[Start of Passage]
Skip to content

A dockerized Python script for harvesting Linked Data Event Streams (LDES) endpoints and caching RDF data as N-Triples files.

License

Notifications You must be signed in to change notification settings

coret/ldes-harvester

Folders and files

NameName
Last commit message
Last commit date

Latest commit

 

History

7 Commits
 
 
 
 
 
 
 
 
 
 
 
 
 
 

Repository files navigation

Linked Data Event Streams Harvester

A dockerized Python script for harvesting Linked Data Event Streams (LDES) endpoints and caching RDF data as N-Triples files.

Features

  • Full LDES harvesting: Automatically follows pagination and harvests all members from an LDES endpoint
  • N-Triples output: Converts JSON-LD members to N-Triples format for easy processing (eg. import into triplestore)
  • Resume capability: Automatically resumes from where it left off if interrupted (harvesting repositories can take days)
  • Statistics & logging: Detailed logging of fetched URLs and harvesting statistics
  • Docker support: Runs in a containerized environment for easy deployment (no Python venv necessary)

Prerequisites

Quick Start

1. Build the Docker image

docker build -t ldes-harvester .

2. Run the harvester

Basic usage

docker run -v "$(pwd)/cache:/app/cache" ldes-harvester \
  https://example.com/ldes

Advanced options

# Disable resume (start fresh)
docker run -v "$(pwd)/cache:/app/cache" ldes-harvester \ 
  --no-resume https://example.com/ldes

# Custom cache directory (inside container)
docker run -v "$(pwd)/my-cache:/data" ldes-harvester \
  --cache-dir /data https://example.com/ldes

# View help
docker run ldes-harvester --help

Output structure

The harvester creates the following structure in the cache directory:

cache/
├── state.json            # Resume state (processed pages and members)
├── harvester.log         # Detailed log file
├── <hash1>.nt            # N-Triples file for member 1
├── <hash2>.nt            # N-Triples file for member 2
└── ...

File naming

Each member is saved as a separate N-Triples file with a filename derived from the SHA-256 hash of the member's ID. This ensures:

  • Unique filenames for each member
  • Deduplication (same member won't be saved twice)
[End of Passage]
[Start of Raw records]
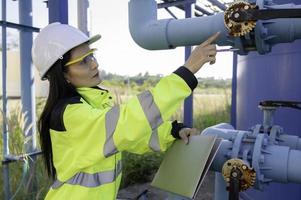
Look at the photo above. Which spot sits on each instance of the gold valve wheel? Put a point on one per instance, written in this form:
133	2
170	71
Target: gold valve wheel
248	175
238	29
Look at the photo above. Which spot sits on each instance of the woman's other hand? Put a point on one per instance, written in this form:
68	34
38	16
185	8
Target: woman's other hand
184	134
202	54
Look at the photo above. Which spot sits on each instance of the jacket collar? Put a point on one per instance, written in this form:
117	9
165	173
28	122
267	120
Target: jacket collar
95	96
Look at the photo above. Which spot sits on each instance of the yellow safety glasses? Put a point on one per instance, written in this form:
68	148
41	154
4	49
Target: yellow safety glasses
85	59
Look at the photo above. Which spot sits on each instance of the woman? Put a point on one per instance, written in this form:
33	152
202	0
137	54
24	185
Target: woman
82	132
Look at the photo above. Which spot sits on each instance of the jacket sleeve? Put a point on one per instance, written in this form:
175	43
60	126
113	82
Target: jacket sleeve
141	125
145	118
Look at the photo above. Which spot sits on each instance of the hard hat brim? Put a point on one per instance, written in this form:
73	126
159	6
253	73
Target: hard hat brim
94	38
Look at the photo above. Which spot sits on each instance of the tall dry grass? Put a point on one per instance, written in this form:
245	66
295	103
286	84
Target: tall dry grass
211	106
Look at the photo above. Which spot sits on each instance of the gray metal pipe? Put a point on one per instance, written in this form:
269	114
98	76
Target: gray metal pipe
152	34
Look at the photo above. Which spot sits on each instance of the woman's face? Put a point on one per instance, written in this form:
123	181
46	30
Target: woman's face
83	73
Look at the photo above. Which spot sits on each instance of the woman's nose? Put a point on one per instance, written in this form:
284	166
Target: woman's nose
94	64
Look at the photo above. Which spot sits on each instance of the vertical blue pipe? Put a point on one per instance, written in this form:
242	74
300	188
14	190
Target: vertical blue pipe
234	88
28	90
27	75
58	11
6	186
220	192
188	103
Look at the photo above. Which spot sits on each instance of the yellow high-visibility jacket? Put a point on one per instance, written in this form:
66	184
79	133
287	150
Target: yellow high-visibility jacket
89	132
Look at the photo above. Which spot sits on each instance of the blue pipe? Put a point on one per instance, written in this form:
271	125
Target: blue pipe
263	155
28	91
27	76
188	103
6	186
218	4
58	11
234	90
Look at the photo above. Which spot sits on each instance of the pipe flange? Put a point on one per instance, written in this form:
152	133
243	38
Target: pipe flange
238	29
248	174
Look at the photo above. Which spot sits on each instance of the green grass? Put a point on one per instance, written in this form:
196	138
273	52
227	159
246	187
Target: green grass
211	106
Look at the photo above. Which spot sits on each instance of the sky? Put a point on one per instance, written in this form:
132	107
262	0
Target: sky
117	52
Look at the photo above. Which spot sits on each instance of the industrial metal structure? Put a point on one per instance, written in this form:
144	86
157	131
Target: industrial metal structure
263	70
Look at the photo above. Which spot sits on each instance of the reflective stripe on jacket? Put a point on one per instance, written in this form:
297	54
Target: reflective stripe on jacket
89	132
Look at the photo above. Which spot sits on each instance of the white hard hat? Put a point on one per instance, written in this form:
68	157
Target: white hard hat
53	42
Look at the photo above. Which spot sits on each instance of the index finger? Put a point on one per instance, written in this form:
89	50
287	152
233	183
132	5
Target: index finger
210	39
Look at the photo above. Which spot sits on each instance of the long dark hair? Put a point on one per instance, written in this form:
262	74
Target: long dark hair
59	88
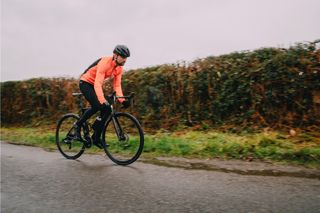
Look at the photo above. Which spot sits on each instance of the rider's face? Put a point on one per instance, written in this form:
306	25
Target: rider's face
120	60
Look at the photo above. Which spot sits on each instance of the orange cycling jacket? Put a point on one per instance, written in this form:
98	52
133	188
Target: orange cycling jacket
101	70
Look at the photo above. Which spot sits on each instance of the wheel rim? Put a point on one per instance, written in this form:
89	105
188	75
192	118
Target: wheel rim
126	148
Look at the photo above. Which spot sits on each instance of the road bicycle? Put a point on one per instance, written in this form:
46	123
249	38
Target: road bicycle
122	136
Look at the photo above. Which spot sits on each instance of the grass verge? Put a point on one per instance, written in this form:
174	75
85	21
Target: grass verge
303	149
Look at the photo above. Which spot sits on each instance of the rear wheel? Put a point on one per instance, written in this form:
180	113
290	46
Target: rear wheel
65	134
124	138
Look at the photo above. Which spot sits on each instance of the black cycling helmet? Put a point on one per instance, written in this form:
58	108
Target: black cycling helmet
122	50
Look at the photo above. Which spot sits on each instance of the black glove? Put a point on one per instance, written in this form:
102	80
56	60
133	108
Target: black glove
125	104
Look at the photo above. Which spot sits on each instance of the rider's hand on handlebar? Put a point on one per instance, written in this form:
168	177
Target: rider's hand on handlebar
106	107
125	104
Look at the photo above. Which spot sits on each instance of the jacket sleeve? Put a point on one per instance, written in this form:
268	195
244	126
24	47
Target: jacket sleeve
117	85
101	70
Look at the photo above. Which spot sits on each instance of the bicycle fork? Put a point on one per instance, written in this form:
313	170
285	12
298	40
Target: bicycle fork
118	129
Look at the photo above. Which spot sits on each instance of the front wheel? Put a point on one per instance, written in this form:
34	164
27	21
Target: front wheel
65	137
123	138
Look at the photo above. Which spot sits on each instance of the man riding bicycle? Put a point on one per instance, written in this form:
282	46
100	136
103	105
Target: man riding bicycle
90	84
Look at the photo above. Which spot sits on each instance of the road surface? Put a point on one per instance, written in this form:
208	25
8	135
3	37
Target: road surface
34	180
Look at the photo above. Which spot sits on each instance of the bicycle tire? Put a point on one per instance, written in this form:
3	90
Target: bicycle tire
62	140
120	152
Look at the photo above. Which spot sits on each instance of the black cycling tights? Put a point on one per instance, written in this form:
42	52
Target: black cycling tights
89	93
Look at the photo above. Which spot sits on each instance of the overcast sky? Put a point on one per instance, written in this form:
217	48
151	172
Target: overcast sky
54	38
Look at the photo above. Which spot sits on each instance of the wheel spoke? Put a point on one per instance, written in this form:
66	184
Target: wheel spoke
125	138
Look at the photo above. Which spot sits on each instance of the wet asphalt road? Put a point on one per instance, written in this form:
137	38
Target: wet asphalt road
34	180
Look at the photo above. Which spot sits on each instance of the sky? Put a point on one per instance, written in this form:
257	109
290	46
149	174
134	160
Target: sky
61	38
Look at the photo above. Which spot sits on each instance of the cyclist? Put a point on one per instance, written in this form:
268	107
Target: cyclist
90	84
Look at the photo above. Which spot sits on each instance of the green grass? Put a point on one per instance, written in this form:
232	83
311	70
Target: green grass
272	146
[End of Raw records]
**Direction**
According to the LDES harvester text, why is each member's N-Triples filename derived from the SHA-256 hash of the member's ID? Answer in one to three sentences. Answer only from the LDES harvester text.

**Exercise solution**
Deriving the filename from the SHA-256 hash of the member's ID gives every member a unique filename. It also provides deduplication, so the same member won't be saved twice.